[Referring expression data]
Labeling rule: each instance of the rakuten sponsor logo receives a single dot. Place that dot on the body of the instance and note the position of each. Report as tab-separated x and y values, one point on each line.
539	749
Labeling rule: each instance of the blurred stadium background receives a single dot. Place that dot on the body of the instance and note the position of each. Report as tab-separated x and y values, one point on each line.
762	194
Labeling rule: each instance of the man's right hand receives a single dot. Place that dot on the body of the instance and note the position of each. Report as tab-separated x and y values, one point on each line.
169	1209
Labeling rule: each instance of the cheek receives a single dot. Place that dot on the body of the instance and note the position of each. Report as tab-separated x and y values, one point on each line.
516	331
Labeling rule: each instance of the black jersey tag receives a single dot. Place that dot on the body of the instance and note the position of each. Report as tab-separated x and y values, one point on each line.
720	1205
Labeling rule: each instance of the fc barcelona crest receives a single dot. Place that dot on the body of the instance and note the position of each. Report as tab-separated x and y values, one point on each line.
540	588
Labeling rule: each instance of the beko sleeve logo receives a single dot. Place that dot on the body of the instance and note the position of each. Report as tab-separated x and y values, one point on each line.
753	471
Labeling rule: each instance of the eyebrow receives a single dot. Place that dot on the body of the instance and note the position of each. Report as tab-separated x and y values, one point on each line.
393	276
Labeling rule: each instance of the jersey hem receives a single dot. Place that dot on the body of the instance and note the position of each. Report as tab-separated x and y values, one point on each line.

** What you have to do **
Retype every line of the data, keeping each one exactly as it is.

** Exercise answer **
Labeling rule: each instance of the rakuten sponsor logo receives a single dot. Place that dot on the body of the instance and note the position of each. Report as tab-separated x and y values, one point on each line.
539	749
Labeling rule: each instance of the blurred stadium background receives a single dot. Place that dot on the body of the instance and note the position of each. Report as tab-separated x and y values, one point on each line.
762	194
Labeling rule: each instance of the man's right hand receives a single dot. Place that dot on the body of the instance and note the position of each. Report as tab-separated x and y values, one point on each line.
169	1209
Labeling rule: each instance of the cheek receives a single dot. Place that dot on the body of the instance and note the position of each. Report as tab-separated x and y values, one point on each line.
516	331
Labeling rule: each instance of the black jersey tag receives a single dot. Place that dot on the body of the instance and note the position of each. Report as tab-separated x and y values, one point on each line.
720	1205
Labeling rule: each instance of the fc barcelona crest receives a single dot. Place that dot on the body of the instance and note the position of each. Report as tab-separated x and y values, one point on each line.
540	588
Labeling rule: each instance of the beko sleeve logo receives a single dot. Place that dot on the body of the instance and note the position of each. Report as tab-separated x and y values, one point on each line.
753	471
Labeling rule: each instance of the eyebrow receives a single dot. Place that dot on the body of the instance and note the position of each. Report as tab-separated x and y values, one point on each line.
393	276
Labeling rule: each instance of the jersey hem receives a single dot. Place that dot on the body of the instance and note the position of each. Report as tab-separated x and y values, one point on each line.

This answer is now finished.